Behavioral changes observed after ethanol administration are produced within very short periods of time (< 5 min). In this respect mobilization and/or modulation of some of these described ethanol neuronal substrates, requires reorganization of protein structures and/or in some cases early gene expression. It is unlikely that ethanol actions after acute administered are explained by processes such as induction of gene expression or new protein synthesis. As such, primary ethanol interactions among the neuronal substrate must be mediated by cellular mechanisms that can be controlled and triggered almost immediately. Interestingly, one of these
posttranscriptional mechanisms that lead to protein modification is the phosphorylation, carried out by the activity of protein kinases. They represent one of the major classes of cell-regulatory molecules and are important mediators in signal-transduction pathways that affect cell physiology and behavior. In this respect, most of the previously described ethanol molecular targets require posttranscriptional phosphorylation to be fully active (DARPP-32, Fyn, etc).
One key protein kinase that has been described as an important mediator involved in the neurobehavioral responses to ethanol is the cAMP dependent protein kinase (PKA). This kinase is the end point of a cAMP-dependent intracellular pathway. Moreover, this cAMP-dependent cascade is conformed by different intermediates that are Ca2+ sensitive (Hanoune and Defer, 2001, Nelson et al., 2003; Cali et al., 1994; Wang et al., 2003, Maas et al., 2005). All together, this pathway is conformed by different elements that control and modulate the activity of the PKA. The activated PKA transmits information rapidly across the cell and promotes changes in the cellular machinery and also is involved in the modulation of several ethanol neurobehavioral effects. Manipulations of the cAMP-dependent cascade modulate the acute stimulant effects of ethanol, ethanol-induced behavioral sensitization (Freund and Palmer, 1997; Tolliver et al., 1999; Hayes et al., 2012), ethanol sensitivity (Thiele et al., 2000; Wand et al., 2001), and ethanol intake (Pandey et al., 2005).

Stored items:

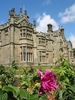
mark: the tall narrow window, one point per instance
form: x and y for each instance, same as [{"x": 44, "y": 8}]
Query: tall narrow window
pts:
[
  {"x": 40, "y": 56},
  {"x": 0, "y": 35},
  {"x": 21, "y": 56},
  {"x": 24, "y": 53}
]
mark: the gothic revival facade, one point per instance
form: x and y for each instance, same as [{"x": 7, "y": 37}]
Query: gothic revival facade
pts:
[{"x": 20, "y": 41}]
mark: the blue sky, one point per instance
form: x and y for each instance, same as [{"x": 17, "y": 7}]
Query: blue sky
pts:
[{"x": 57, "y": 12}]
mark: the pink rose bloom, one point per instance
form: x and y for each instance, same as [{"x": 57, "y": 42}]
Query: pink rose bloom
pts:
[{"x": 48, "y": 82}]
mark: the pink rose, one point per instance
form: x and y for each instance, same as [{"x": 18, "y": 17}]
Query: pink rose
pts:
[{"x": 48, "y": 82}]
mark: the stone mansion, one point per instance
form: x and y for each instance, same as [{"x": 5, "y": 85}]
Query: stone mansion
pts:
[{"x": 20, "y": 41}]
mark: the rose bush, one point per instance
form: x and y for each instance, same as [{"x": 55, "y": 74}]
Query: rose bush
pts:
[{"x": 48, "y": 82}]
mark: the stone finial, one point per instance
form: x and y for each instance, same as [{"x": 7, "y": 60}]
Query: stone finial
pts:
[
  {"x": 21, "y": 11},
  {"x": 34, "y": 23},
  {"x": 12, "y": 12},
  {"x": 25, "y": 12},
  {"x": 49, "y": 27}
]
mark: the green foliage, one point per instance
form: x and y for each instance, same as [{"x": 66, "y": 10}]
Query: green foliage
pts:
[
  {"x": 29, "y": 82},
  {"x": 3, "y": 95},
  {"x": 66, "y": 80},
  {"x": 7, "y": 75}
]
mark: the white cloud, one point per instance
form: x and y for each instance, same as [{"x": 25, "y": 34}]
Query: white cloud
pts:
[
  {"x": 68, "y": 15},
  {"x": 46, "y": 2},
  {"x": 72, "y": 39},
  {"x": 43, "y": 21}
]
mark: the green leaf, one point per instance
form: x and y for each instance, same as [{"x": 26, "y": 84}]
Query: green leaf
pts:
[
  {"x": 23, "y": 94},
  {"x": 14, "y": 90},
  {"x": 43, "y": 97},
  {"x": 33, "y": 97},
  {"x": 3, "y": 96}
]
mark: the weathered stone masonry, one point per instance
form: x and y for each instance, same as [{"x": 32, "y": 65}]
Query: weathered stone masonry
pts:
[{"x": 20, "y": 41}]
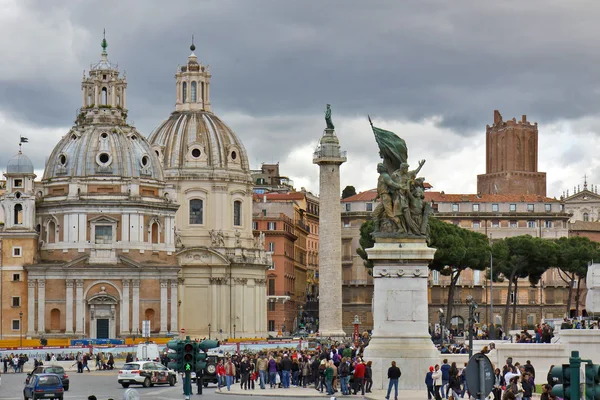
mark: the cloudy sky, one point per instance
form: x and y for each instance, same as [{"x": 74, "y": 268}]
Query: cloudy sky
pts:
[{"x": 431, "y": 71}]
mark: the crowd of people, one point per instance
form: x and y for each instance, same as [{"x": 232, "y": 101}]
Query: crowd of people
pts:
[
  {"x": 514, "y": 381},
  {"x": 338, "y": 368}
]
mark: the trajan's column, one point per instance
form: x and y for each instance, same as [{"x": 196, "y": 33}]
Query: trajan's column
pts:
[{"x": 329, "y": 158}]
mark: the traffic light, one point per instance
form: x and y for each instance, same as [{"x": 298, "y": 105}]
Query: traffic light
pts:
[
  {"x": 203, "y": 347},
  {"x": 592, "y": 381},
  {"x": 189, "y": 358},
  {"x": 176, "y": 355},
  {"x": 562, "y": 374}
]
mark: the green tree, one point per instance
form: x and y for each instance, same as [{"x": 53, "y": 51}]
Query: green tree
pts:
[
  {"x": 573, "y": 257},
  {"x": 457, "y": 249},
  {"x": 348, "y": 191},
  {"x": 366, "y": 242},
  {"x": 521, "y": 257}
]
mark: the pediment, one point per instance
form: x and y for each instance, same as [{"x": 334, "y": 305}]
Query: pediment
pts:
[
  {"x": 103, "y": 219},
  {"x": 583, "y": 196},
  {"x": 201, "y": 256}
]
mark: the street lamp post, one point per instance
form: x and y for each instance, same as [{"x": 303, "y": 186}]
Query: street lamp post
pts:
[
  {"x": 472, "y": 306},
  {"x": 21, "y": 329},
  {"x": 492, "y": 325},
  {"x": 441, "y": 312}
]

_What to work on:_ According to the passage on ethanol and protein kinases, which kinase is the end point of the cAMP-dependent intracellular pathway? None of the data is needed here.

_Response area:_ The cAMP-dependent protein kinase (PKA).